What you need to do: In the passage about Chetty's work, which public housing authorities did his team partner with starting in 2018?

Page text:
Chetty is not content with merely analyzing socio-economic problems and especially wants others to have a similar opportunity to access college education like his mother was lucky to have in India. In 2018, he returned to Harvard to teach as well as set up and run the non-partisan, not-for-profit Opportunity Insights, which “seeks to translate insights from rigorous, scientific research to policy change by harnessing the power of ‘big data’ using an interdisciplinary approach.”
Funding for the organization comes from the Bill and Melinda Gates Foundation, the Chan Zuckerberg Initiative, Overdeck Family Foundation, and Bloomberg Philanthropies.
In 2018, Chetty’s non-profit released the Opportunity Atlas, a free interactive mapping tool to answer the question: which neighborhoods in America offer children the best chances of climbing the income ladder?
Starting in 2018, Chetty’s team partnered with the Seattle and King County Public Housing Authorities, in Washington State, to test a program which provided housing search assistance, connections to landlords, and financial support to low-income households. An evaluation found that the “services dramatically increased the share of families who moved to high-opportunity areas.”
Opportunity Insights is seeking to partner with other U.S. counties to replicate the program. Yet no new initiatives are listed on its website. Is this because of the major obstacles faced in legislating and funding such policies?
Typically, in middle and upper class neighborhoods, there is strong opposition to permitting housing for low-income tenants. Also, current social welfare schemes to tackle education, jobs and housing have been place in the U.S. for decades. So there are millions of Americans making a living off such schemes, from government and non-profit employees to consultants, researchers and some school and college teachers. Politically influential, they lobby aggressively against any new programs that may hurt their income and jobs. Then there are the long-entrenched political divisions on funding programs for the poor.
The latest paper co-authored by Chetty notes that the rise and fall in starting income at age 27 is determined by the level of parental employment. Rising levels of employment for parents of friends and school peers explain why children born in Black communities in 1992 earned higher incomes than those born in 1978. This economic mobility is also higher for children who move to such communities at a younger age compared to those moving at a later age. Also, a child has a better chance of finishing high school and being employed by age 27, even if her or his own parents were unemployed, if many parents of friends and school peers have jobs.

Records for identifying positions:
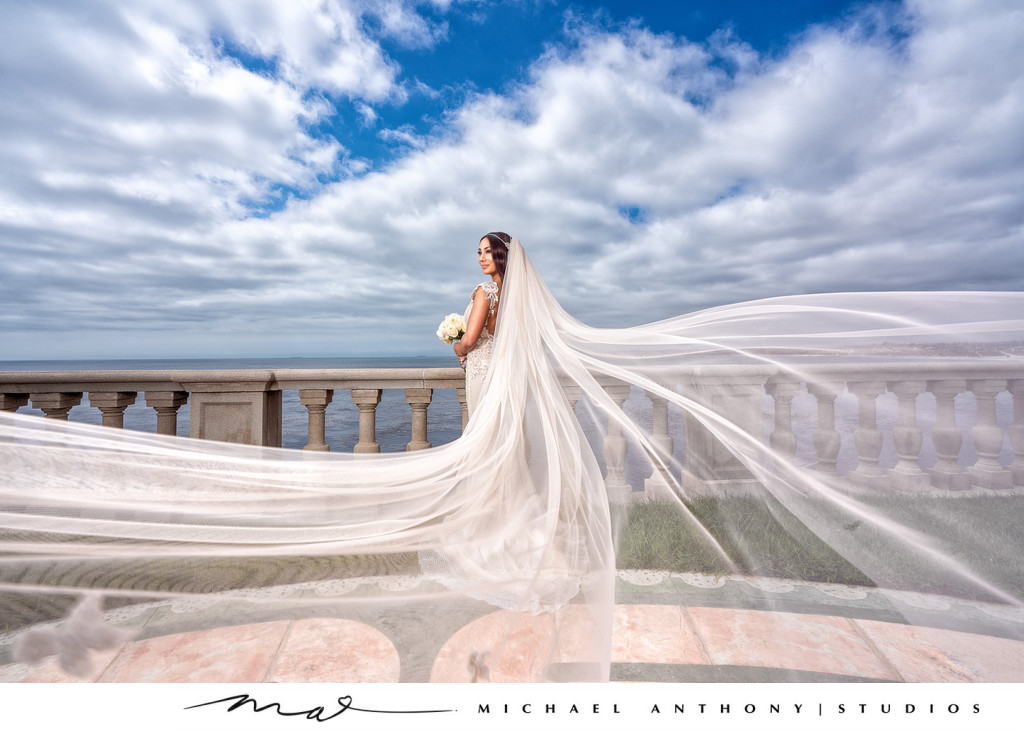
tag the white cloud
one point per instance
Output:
(647, 175)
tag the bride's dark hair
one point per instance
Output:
(499, 249)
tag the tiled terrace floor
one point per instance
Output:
(656, 638)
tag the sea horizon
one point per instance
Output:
(384, 361)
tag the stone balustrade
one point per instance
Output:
(236, 405)
(963, 455)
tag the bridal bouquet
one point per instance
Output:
(452, 329)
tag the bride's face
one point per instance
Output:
(484, 258)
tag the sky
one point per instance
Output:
(215, 178)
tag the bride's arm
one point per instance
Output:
(477, 316)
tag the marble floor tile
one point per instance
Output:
(924, 654)
(239, 653)
(649, 634)
(335, 650)
(788, 641)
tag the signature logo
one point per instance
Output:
(317, 714)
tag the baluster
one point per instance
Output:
(614, 449)
(166, 404)
(1017, 431)
(988, 472)
(946, 437)
(906, 475)
(460, 394)
(782, 438)
(367, 400)
(315, 401)
(419, 399)
(10, 402)
(660, 482)
(572, 393)
(867, 437)
(113, 405)
(826, 438)
(55, 404)
(711, 467)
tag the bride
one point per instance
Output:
(475, 347)
(509, 540)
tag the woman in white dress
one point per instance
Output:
(519, 513)
(475, 348)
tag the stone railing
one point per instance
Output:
(236, 405)
(919, 410)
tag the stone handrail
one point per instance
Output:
(245, 405)
(236, 405)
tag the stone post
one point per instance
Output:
(782, 438)
(946, 437)
(55, 404)
(236, 407)
(113, 405)
(826, 439)
(906, 474)
(10, 402)
(367, 400)
(988, 472)
(614, 449)
(710, 467)
(419, 400)
(166, 404)
(867, 437)
(660, 483)
(1016, 388)
(315, 401)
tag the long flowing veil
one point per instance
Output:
(734, 458)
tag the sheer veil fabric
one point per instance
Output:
(495, 557)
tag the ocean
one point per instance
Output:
(444, 414)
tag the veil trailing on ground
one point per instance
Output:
(836, 456)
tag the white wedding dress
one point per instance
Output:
(516, 512)
(478, 360)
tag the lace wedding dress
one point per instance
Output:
(525, 511)
(478, 360)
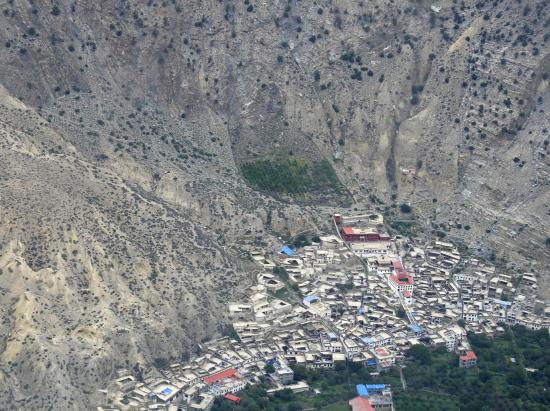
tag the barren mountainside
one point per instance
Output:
(134, 135)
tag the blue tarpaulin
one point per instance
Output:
(310, 299)
(287, 250)
(415, 328)
(362, 390)
(375, 387)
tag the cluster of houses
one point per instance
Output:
(357, 296)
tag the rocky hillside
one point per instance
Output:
(125, 127)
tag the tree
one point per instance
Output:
(420, 353)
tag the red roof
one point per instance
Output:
(220, 376)
(470, 355)
(232, 398)
(397, 265)
(402, 278)
(360, 404)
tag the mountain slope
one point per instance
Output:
(125, 125)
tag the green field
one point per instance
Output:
(293, 176)
(434, 381)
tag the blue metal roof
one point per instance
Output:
(166, 391)
(362, 390)
(416, 328)
(310, 298)
(502, 302)
(287, 250)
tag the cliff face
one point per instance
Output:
(122, 209)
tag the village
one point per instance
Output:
(358, 295)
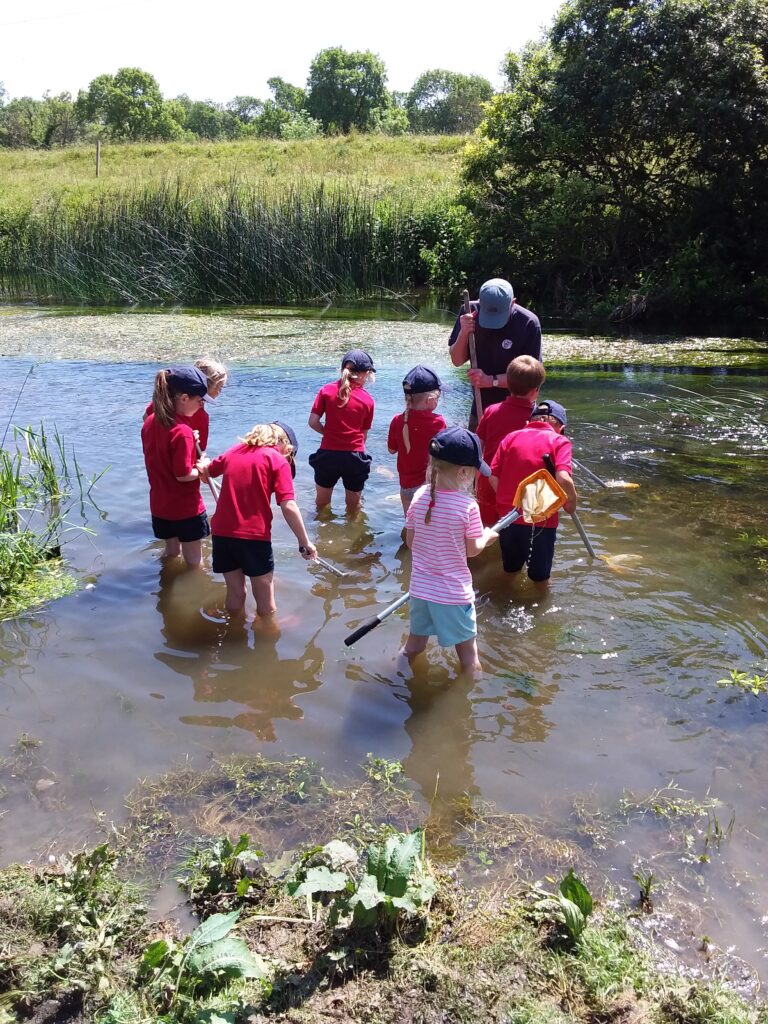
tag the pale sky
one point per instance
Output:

Completed task: The Seattle and King County Public Housing Authorities, in Washington State.